_Required work_
Copy out the listing below line for line, with no changes to wording, numbers, or order.

_Saved data_
----------------------------------------

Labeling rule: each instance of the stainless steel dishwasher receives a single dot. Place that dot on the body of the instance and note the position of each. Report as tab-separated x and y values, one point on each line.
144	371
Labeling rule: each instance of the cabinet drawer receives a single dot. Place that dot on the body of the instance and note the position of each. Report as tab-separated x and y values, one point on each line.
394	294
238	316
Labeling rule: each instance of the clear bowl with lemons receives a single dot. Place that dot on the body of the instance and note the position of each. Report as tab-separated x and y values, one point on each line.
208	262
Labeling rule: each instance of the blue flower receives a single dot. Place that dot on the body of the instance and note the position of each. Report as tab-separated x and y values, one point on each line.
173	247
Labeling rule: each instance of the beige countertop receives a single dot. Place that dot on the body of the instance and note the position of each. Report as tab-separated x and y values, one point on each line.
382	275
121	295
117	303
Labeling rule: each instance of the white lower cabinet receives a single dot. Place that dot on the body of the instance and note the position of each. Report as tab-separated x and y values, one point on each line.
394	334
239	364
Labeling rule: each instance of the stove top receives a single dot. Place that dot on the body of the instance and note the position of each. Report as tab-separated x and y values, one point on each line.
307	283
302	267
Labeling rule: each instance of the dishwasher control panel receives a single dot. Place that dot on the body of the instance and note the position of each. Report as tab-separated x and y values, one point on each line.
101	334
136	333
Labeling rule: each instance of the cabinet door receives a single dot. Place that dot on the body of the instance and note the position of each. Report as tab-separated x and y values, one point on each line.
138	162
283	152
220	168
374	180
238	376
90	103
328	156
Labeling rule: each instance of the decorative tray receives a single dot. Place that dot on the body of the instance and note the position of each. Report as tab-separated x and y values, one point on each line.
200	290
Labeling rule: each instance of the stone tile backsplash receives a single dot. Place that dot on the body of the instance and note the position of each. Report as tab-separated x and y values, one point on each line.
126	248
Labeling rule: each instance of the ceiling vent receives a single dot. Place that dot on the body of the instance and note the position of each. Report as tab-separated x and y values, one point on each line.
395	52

----------------------------------------

_Solution to the problem_
Labeling rule: each instance of the stainless steel dishwasher receives a single dot. Place that dot on the body of the instance and note the position of each. Report as tab-separated x and y values, one point on each line.
144	371
Labeling rule: each instance of the cabinet drawer receives a single dot. Place that dot on the body of the instance and note the position of each. Report as tab-separated x and y values, one point on each line.
394	294
238	316
Labeling rule: each instance of the clear bowl with lemons receives a single dot. Place that dot on the body of the instance and note the position of each. Report as tab-separated x and y values, one point on each line.
208	262
Labeling rule: each instance of the blue flower receives a single dot. Place that dot on the body of the instance and note the position of each. Report as tab-separated x and y values, one point on each line.
173	247
Labeling rule: each instance of the beige countertop receives a single dot. Place that dot on the body of the instance and note the position of each. Report as tab-separated x and y values, one point on each line.
382	275
121	295
117	303
Labeling rule: each instance of the white lower cabinet receives a single dot. Place that dot on the body of the instance and note the position of each. Report as tab-separated x and y values, one point on each line.
394	334
239	364
Labeling rule: each instance of the stove top receives a single dot. Place that dot on the body of the instance and note the position of each. Report as tab-separated x and y values, one point on each line.
307	283
302	267
Labeling rule: each instance of the dishwasher control panel receives a single dot. Place that dot on the body of the instance and note the position of each. Report as tab-separated x and y values, one point on each line.
101	334
136	333
Labeling rule: each instance of the cabinet door receives a single dot. Place that dot on the body of the instance and note the position of each. Report as tab-separated x and y values, one point on each line.
138	162
283	152
220	168
374	180
238	376
90	103
328	156
Labeling rule: each instance of the decorative tray receives a single dot. Place that dot on the body of the instance and note the position of each. Report as tab-separated x and y values, one point on each line.
200	290
Labeling rule: each instance of the stone tile backsplash receives a single dot. Place that dot on the body of the instance and note the position of each. Report as tab-separated x and y values, one point on each line.
126	248
Labeling rule: each instance of the ceiling vent receives a single dot. Place that dot on the body of the instance and note the position of each. Report as tab-separated x and y values, one point on each line.
395	52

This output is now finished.